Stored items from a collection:
※

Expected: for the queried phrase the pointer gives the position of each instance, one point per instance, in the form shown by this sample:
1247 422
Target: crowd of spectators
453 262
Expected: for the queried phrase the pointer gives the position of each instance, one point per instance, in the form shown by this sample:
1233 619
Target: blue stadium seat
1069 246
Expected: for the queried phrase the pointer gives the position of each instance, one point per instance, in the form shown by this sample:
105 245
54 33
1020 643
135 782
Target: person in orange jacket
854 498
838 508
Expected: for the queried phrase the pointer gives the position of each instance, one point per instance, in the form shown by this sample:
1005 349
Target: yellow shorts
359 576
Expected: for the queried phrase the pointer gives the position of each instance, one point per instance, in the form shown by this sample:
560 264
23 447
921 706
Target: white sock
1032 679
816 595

※

Instructions for the task: Each record above has to be set down again, exactly and completely.

The completed task:
Expected: for the queried phrase the pointer gives the position of each instance, one point per instance, in the form shown by this sample:
1247 422
Target: crowd of spectators
453 262
Expected: for the queried phrase the pointer gives the position of each instance, one point per instance, in the form shown by this sample:
1233 619
Target: blue stadium seat
1069 246
Expected: for the queried phrase the pointer gives the position of each instance, one point per instance, in the form shown by this sample:
105 245
54 33
1020 643
135 782
Target: person in orange jacket
854 498
838 508
Expected: for the queried phrase the pointer gives the position of each instance, one point per instance, in the form shown by this sample:
1005 349
Target: yellow shorts
359 576
Expected: for the queried phrase the pointer gives the position of each instance, one point per instance, in the form shown by this sample:
560 264
23 447
921 706
Target: white sock
1032 679
816 595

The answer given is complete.